**EXTRAIT SOURCE**
• • • • •
Nicht Schlafen d’Alain Platel

 

Nicht Schlafen par les Ballets C de la B, chorégraphie d’Alain Platel

 

© CHRIS VAN DER BURGHT

© CHRIS VAN DER BURGHT

La MC 93 de Bobigny a enfin rouvert ses portes après trois ans de gros travaux. Un plus hall plus grand et plus accueillant, et une salle réaménagée et confortable. Spectacle d’inauguration : Nicht Schlafen (Ne pas dormir) créé à Lyon, l’an passé. La salle reste éclairée et on a eu le temps d’admirer l’impressionnante et très belle scénographie d’apocalypse imaginée par Berlinde De Bruyckere: sur une estrade, deux cadavres de chevaux et, en fond  de scène, un grand rideau beige usé et déchiré par endroits. Les neuf interprètes, dont une seule femme, arrivent puis restent immobiles. Aucune autre indication de temps ni d’espace. Mais un climat permanent de brutalité de souffrance et de mort. Au début, au cours d’une très violente bagarre, les personnages s’affrontent et se font déchirer leurs vêtements par leurs adversaires qui semblent comme eux, les ignorer.
• • • • •
**CONSIGNES DE TRAVAIL**
(1) D'après l'extrait, qui a imaginé la scénographie du spectacle ?
(2) Présentez en tableau Markdown, avec les colonnes « N° » et « Texte », les lignes des entrées allant de la ligne qui contient « In this exercise you will mark the blue » à celle qui contient « <point>276,352</point> », toutes deux comprises. Laissez de côté les lignes vides.

**LISTE**
• • • • •
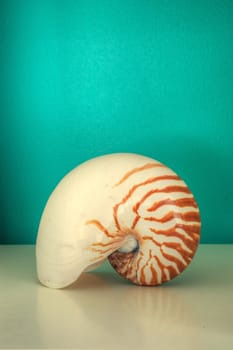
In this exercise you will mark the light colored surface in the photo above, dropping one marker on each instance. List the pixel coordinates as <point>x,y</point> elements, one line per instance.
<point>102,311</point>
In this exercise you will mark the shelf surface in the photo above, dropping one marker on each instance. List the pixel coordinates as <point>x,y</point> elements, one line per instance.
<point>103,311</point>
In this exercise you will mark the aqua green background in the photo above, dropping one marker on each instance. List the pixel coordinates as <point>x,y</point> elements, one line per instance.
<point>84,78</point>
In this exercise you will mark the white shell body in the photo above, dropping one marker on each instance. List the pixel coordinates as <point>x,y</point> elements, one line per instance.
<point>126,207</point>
• • • • •
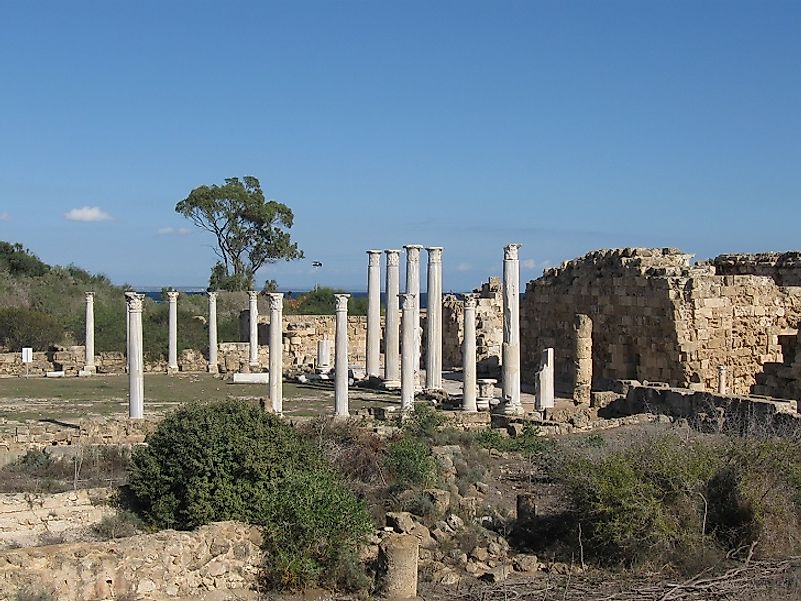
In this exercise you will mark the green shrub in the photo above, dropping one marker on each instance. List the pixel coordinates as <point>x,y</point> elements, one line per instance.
• • • • •
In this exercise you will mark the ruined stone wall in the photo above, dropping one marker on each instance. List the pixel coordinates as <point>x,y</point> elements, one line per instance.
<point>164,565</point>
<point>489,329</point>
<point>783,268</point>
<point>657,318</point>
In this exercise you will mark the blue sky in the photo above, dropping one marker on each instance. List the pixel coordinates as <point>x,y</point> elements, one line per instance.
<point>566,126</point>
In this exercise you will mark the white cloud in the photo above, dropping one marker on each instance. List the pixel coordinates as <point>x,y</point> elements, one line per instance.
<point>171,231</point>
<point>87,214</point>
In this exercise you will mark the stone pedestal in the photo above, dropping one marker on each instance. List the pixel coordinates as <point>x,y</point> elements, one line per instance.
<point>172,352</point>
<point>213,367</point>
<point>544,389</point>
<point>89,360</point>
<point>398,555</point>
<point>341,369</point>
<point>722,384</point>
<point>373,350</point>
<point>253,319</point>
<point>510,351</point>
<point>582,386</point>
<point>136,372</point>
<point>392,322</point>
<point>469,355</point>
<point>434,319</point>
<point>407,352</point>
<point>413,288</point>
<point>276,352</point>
• • • • •
**RÉPONSES ATTENDUES**
(1) Berlinde De Bruyckere.

(2)
| N° | Texte |
|---|---|
| 1 | In this exercise you will mark the blue sky in the photo above, dropping one marker on each instance. List the pixel coordinates as <point>x,y</point> elements, one line per instance. |
| 2 | <point>566,126</point> |
| 3 | In this exercise you will mark the white cloud in the photo above, dropping one marker on each instance. List the pixel coordinates as <point>x,y</point> elements, one line per instance. |
| 4 | <point>171,231</point> |
| 5 | <point>87,214</point> |
| 6 | In this exercise you will mark the stone pedestal in the photo above, dropping one marker on each instance. List the pixel coordinates as <point>x,y</point> elements, one line per instance. |
| 7 | <point>172,352</point> |
| 8 | <point>213,367</point> |
| 9 | <point>544,389</point> |
| 10 | <point>89,360</point> |
| 11 | <point>398,555</point> |
| 12 | <point>341,369</point> |
| 13 | <point>722,384</point> |
| 14 | <point>373,350</point> |
| 15 | <point>253,319</point> |
| 16 | <point>510,351</point> |
| 17 | <point>582,386</point> |
| 18 | <point>136,372</point> |
| 19 | <point>392,322</point> |
| 20 | <point>469,355</point> |
| 21 | <point>434,319</point> |
| 22 | <point>407,352</point> |
| 23 | <point>413,288</point> |
| 24 | <point>276,352</point> |